The Brooklyn Nets lost 123-94 to the Indiana Pacers, concluding their 2025-26 home schedule at Barclays Center. The defeat keeps the Nets in third place in the lottery standings as they aim to secure a better draft position.
NEW YORK — If the injury report didn’t say it, the first half did.
The Nets closed their 2025-26 home schedule Thursday night at Barclays Center with a 123-94 loss to the Indiana Pacers, a game that looked and felt like two teams protecting lottery position. Brooklyn trailed by 26 points at halftime, and that was pretty much it.
Both teams dressed nine available players, with most of the recognizable names on the bench in street clothes. The Nets finished the season 12-29 at Barclays.
E.J. Liddell led the Nets with a career-high 26 points and 10 rebounds. Obi Toppin paced Indiana with 26 points, nine rebounds and three assists.
The loss kept Brooklyn in third place in the lottery standings with two games left. The Nets have one fewer win than the Utah Jazz and Sacramento Kings, who are tied for fourth, and Brooklyn needs to lose its final two games to maintain sole possession of third.
That broader picture is exactly why Thursday played out the way it did. The Pacers were also sitting key pieces, and once Brooklyn fell behind big early, there wasn’t much urgency to change the script. The Nets never recovered from the halftime hole, and the second half mostly served as a countdown to the end of a long home slate.
But even with a season that’s been defined by injuries, youth and long nights on the scoreboard, Nets head coach Jordi Fernández has consistently talked about Barclays Center as more than a win-loss split. Before the finale, he made sure to point the conversation back to the people in the seats.

_Dataset extract_.

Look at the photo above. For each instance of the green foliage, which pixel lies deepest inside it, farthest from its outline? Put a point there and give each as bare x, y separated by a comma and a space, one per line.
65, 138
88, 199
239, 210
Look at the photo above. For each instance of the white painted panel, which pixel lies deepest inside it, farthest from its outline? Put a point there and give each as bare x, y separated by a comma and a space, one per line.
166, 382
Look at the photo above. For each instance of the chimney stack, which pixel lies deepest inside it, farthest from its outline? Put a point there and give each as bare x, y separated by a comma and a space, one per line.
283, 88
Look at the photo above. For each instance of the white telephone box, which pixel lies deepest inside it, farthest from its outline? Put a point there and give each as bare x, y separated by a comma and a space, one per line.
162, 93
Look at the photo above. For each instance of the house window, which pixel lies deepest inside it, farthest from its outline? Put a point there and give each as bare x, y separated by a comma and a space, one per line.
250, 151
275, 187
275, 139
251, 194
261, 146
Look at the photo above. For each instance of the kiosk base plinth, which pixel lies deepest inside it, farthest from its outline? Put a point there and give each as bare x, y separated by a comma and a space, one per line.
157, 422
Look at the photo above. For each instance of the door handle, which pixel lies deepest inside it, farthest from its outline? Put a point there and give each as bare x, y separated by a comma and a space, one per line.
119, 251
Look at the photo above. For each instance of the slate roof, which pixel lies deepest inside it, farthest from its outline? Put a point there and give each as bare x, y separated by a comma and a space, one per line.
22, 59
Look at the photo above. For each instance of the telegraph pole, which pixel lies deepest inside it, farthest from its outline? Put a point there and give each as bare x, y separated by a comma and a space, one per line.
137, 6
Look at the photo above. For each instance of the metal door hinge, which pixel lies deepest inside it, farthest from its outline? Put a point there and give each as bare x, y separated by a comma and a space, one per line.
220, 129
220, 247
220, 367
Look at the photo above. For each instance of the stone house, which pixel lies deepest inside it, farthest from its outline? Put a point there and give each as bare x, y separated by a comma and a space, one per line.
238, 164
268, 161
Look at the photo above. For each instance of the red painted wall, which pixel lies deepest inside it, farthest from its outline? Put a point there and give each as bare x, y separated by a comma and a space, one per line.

_Aim of the task_. Continue the article above about the Nets' home finale loss to the Pacers, picking up right after its last sentence.

_Reply_.
“The loyalty and the support has been amazing, especially going into a season that we didn’t win a lot of games,” Fernández said. “But all our guys worked and played hard, got better, and to feel the support for what we’re trying to do and the plan we have is pretty special.”
Fernández said he hoped fans saw a group that carried itself the right way, even when it wasn’t clean.
“I think that it’s a group that is going to represent the borough and go out there and fight and get better,” he said. “Not always going to be perfect, but I think that we give our best and we compete.”
That’s the lens he kept returning to as the home schedule closed. The record at home didn’t offer much comfort, but there were nights in the building that felt like real glimpses of what this rebuild could become, the kind of nights Fernández pointed to when he talked about a team finding its identity and “getting 1% better.”
Here are a few that will stick.
There was the 127-82 win over Milwaukee on Dec. 14, which tied the largest margin of victory in franchise history at 45 points.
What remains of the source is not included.